• **TASK INSTRUCTIONS**
(a) According to the passage on Audi's digital twin, what does the carmaker use to monitor factory operations in near-real time?
(b) Write a continuation of the passage about Audi's digital twin production technology, picking up after its final sentence.

• **PASSAGE**
Audi has been working on a digital twin of its production processes and through Edge Cloud 4 Production it is now ready to control the automated physical factory with a virtual PLC connected in real time, according to Henning Löser, head of the Audi Production Lab

Audi is using connected digital twin technology to manage production volatility, including for electric vehicle batteries, and making assembly at its factories flexible, fast and robust. At the same time the carmaker says it can monitor factory operations in near-real time with virtual programmable logic controllers (vPLCs), simulate changes before deployment, and rapidly adapt to new product variants or process adjustments. The combination of real-time control and digital twin that Audi has developed is key to the next generation of production planning, virtual commissioning and intelligent automation.

Region annotation records
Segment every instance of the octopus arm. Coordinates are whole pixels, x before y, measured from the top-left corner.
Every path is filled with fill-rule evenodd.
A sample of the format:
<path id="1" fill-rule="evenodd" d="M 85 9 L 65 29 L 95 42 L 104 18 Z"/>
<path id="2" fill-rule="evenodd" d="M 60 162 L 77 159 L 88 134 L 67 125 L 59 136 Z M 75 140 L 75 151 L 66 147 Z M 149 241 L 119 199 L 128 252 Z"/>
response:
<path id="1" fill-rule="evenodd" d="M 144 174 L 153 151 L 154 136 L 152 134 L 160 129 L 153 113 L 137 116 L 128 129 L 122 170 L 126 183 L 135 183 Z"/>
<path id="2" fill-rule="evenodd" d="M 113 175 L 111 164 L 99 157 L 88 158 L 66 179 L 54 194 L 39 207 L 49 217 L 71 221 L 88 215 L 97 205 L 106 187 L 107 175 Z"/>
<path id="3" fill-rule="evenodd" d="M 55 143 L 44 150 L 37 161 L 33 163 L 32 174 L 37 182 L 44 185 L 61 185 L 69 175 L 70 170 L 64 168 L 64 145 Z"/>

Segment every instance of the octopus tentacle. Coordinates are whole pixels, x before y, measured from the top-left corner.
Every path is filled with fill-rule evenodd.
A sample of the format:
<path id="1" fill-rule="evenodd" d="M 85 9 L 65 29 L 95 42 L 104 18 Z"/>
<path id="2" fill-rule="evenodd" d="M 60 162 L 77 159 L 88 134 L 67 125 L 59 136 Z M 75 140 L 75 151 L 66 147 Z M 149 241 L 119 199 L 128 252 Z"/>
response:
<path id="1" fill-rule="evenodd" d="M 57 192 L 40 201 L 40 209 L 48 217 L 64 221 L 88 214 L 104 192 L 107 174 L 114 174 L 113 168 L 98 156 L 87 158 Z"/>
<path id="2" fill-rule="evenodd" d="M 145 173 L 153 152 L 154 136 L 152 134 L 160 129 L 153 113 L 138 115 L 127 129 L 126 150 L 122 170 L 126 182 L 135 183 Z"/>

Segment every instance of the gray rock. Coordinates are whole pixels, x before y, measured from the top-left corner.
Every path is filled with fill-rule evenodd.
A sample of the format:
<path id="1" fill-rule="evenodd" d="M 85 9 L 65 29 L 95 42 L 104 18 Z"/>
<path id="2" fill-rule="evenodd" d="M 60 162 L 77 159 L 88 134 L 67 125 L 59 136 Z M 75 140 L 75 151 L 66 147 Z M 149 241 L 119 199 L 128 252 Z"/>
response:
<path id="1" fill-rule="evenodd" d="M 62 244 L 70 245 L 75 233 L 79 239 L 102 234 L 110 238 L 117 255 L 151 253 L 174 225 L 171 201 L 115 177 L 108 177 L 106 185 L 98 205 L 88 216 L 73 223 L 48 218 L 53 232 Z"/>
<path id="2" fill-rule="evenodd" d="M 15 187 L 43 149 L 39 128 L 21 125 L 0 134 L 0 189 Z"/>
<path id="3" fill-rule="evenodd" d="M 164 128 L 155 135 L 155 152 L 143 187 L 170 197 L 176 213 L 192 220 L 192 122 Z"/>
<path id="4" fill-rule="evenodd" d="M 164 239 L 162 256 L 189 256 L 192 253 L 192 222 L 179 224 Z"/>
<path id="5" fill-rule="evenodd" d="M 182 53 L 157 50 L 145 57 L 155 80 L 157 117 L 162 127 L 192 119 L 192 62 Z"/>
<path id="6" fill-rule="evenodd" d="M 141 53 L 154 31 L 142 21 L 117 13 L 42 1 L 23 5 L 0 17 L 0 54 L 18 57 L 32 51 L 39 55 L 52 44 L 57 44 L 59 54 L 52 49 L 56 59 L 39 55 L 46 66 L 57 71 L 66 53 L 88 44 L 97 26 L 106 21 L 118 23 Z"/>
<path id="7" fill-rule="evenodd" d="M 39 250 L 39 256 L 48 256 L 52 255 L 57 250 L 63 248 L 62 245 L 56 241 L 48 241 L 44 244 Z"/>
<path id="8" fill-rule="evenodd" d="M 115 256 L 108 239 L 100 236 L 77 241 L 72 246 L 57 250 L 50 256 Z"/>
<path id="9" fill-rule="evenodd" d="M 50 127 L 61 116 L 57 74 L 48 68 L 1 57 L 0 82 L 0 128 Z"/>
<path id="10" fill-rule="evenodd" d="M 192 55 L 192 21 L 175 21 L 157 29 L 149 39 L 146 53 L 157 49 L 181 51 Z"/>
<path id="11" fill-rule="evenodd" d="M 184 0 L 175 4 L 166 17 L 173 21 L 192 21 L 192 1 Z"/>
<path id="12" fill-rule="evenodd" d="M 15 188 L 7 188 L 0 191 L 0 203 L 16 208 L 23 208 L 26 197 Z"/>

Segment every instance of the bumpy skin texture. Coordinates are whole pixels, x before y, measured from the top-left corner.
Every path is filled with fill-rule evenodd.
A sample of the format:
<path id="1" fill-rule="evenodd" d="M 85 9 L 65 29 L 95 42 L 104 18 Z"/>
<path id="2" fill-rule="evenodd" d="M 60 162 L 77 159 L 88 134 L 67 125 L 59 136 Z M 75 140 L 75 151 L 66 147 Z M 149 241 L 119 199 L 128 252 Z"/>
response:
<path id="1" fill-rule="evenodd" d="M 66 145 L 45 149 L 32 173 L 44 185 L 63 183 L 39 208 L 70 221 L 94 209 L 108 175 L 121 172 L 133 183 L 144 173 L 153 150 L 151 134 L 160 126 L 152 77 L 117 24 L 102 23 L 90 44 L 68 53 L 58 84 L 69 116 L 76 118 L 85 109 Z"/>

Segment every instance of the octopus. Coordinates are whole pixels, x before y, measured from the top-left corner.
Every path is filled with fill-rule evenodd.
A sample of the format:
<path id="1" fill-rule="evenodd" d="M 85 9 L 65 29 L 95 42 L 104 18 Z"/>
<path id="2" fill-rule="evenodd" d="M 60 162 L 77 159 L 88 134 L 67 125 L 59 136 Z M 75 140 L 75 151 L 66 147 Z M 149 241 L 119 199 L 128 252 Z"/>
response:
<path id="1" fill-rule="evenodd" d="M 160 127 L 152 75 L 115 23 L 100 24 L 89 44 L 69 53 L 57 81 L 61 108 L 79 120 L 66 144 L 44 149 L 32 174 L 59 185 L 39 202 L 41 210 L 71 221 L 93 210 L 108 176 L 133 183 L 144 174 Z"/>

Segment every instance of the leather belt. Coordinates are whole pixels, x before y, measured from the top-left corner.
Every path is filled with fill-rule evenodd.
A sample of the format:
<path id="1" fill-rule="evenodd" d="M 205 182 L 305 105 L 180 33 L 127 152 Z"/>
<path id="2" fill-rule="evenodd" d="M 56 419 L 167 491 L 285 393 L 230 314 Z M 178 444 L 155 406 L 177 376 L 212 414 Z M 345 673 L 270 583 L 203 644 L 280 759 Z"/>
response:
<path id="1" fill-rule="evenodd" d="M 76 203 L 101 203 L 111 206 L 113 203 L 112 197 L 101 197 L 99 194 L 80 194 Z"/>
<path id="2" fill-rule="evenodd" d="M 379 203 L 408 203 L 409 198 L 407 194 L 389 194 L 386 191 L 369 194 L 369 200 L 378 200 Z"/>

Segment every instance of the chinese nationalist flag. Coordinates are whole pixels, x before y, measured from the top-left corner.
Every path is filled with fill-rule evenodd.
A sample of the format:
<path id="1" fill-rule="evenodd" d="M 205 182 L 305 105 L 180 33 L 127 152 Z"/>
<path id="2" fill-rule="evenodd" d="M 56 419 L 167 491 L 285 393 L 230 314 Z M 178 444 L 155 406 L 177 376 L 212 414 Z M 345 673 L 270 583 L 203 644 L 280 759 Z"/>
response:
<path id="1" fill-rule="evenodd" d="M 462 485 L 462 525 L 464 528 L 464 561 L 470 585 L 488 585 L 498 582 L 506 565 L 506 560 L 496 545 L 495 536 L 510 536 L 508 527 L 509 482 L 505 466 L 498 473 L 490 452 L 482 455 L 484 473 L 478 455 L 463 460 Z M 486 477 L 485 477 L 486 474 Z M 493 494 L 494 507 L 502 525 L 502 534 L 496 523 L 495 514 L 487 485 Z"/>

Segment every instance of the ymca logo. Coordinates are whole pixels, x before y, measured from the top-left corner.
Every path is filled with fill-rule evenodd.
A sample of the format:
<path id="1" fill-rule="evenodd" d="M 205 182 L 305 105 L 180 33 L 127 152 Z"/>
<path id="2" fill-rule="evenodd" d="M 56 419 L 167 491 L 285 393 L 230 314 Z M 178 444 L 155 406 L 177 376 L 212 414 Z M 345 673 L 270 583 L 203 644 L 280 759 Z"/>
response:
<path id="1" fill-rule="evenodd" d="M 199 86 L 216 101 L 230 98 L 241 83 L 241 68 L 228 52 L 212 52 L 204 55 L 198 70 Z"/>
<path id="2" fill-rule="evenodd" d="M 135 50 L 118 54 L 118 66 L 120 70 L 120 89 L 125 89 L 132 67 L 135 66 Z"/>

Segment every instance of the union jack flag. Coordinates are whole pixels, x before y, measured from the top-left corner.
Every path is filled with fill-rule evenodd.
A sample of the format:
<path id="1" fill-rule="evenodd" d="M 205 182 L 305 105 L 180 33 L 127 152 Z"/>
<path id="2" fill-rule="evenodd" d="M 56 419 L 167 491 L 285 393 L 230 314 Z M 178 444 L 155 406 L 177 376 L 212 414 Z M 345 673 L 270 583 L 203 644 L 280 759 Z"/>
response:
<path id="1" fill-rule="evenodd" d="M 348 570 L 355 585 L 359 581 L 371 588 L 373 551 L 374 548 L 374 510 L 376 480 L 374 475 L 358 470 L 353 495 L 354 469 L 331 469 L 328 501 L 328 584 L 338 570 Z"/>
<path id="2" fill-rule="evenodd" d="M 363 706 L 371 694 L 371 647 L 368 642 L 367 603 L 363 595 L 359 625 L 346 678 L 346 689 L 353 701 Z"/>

• **ANSWERS FOR THE EXERCISE**
(a) Virtual programmable logic controllers (vPLCs).

(b)
Speaking at this year’s Nvidia GLC conference held in March in San Jose, California, Henning Löser, senior manager and head of the Audi Production Lab, highlighted Audi’s strategy for integrating AI-driven robotics into its plants, anchored by digital twins of its production facilities. Using what Audi is calling Edge Cloud 4 Production (EC4P), the carmaker is planning to take live data from sensors across the factory to create a real-time network on hyper-converged infrastructure (HCI) to control robots, tools and other machinery.

We need a digital twin as a scalable, collaborative platform for next-gen production planning, virtual commissioning and robot training, in combination with a real-time connectivity to the physical world

Henning Löser, Audi Production Lab

Nvidia provides accelerated computing and artificial intelligence (AI) software, including the Omniverse platform that Audi is using to assist with its production planning overhaul.

According to Löser, EC4P is enabling Audi to increase line efficiency, adaptability and overall competitiveness in the face of rapidly evolving manufacturing technologies, and he pointed to electric vehicle (EV) battery production as a good example of that rapid evolution.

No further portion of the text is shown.